In the passage about the film Conspiracy of Hearts, which actor plays Mother Katharine?

_READING PASSAGE:_
>>>

Conspiracy of Hearts is a 1960 British Second World War film, directed by Ralph Thomas, about nuns in Italy smuggling Jewish children out of an internment camp near their convent to save them from The Holocaust. It stars Lilli Palmer, Sylvia Syms, Yvonne Mitchell and Ronald Lewis, and was nominated for a Golden Globe for Best Film Promoting International Understanding at the 18th Golden Globe Awards in 1961.

Plot
In 1943 Italy, nuns hide and protect Jewish children who have escaped from a concentration camp. The Italian camp has been taken over by  German forces with a colonel (Albert Lieven) and his sadistic lieutenant (Peter Arne) in command. When the colonel and lieutenant threaten to execute some of the nuns, including Mother Katharine (Lilli Palmer), for helping the Jewish children to escape, the Italian soldiers block the execution and shoot the Germans dead. The Italian soldiers then leave the camp to join Italian partisans in the nearby hills.

<<<

_DATA:_
>>>

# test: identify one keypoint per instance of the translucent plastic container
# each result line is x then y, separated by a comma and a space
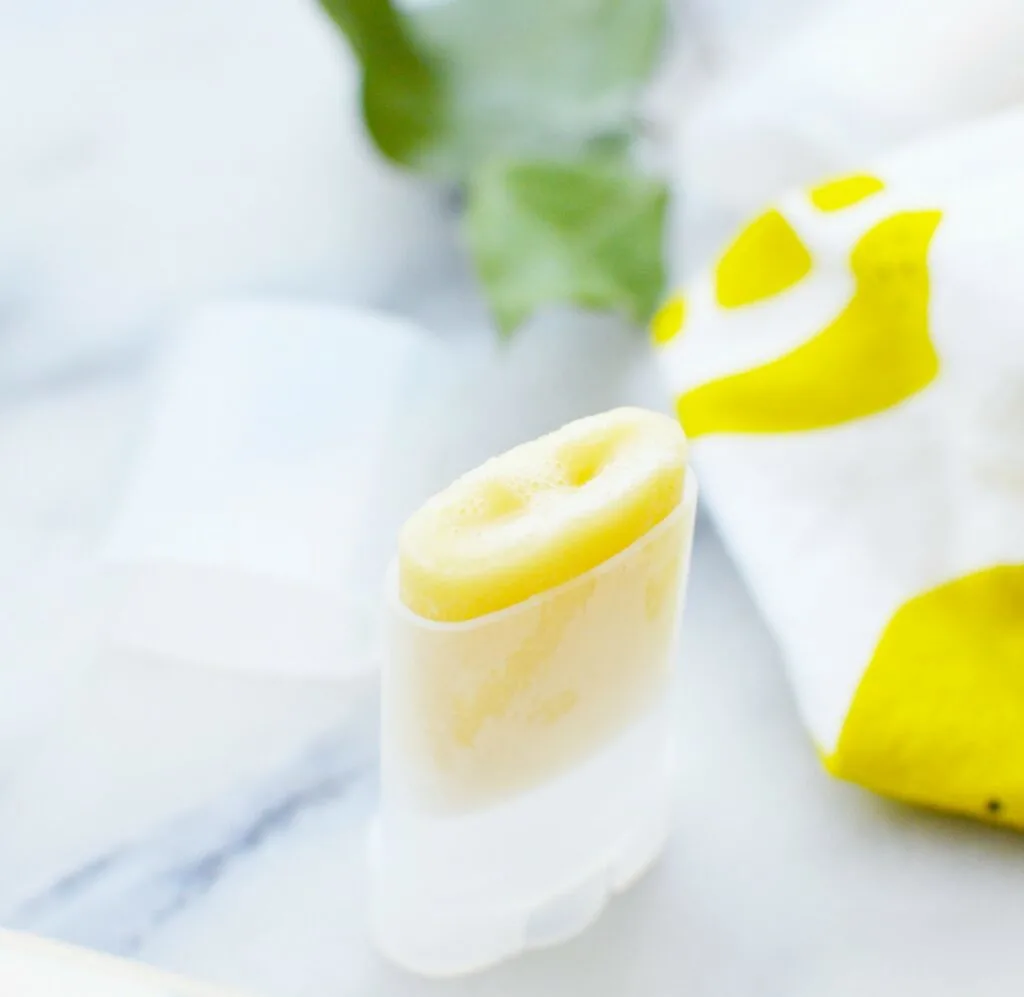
526, 759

<<<

_RESULT:_
Lilli Palmer